● PROBLEM REQUIREMENTS
Transcribe only what runs from the line including "Target: sunlit grass" through the last line of the entries, exactly as it appears.

(Beginning of RECORDS TO USE)

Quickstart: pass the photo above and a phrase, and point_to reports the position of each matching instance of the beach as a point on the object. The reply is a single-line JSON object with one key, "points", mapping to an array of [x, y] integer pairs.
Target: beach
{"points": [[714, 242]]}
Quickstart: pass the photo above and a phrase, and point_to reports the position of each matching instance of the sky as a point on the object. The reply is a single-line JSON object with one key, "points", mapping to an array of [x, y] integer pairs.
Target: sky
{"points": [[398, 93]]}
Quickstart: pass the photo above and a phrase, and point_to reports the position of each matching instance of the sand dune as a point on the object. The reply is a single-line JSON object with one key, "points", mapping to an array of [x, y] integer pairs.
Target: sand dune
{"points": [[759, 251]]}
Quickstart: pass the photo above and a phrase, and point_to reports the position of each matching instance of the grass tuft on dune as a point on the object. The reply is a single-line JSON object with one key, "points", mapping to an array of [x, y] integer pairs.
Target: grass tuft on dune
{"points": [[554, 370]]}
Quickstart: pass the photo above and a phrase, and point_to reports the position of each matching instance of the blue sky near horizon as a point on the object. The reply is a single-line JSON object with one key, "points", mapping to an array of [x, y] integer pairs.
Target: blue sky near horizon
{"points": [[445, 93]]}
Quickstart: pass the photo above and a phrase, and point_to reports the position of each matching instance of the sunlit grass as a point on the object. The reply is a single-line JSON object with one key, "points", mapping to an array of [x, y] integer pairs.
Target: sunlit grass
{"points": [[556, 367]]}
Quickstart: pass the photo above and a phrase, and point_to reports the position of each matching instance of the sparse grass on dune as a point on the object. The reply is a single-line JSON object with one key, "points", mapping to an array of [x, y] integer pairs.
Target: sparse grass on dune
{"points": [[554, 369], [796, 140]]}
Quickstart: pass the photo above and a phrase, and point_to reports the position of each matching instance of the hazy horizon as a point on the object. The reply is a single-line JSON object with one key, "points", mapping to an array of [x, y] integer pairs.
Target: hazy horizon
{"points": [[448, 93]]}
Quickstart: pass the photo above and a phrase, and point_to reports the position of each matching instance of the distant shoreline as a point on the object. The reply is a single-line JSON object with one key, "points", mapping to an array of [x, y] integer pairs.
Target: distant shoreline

(End of RECORDS TO USE)

● THE ANSWER
Target: sunlit grass
{"points": [[556, 367]]}
Quickstart: pass the photo above and a phrase, and point_to reports the position of each matching instance of the sparse grass on dune as a point on the object. The reply is a single-line JSON object with one key, "points", mapping to an array of [x, y] integer pairs.
Target: sparse grass on dune
{"points": [[554, 369], [796, 140]]}
Quickstart: pass the photo above and a phrase, and point_to reports the position of each matching instance of the hazy horizon as a point on the object. The reply is a single-line JSON object with one key, "points", mapping to an array of [x, y] integer pairs.
Target: hazy horizon
{"points": [[448, 93]]}
Quickstart: pass the photo above and a phrase, and point_to reports the position of each matching instance of the distant shoreline as a point on the object. The reply is a single-line JSON object with one key, "points", mapping to an array of [x, y] integer pairs.
Target: distant shoreline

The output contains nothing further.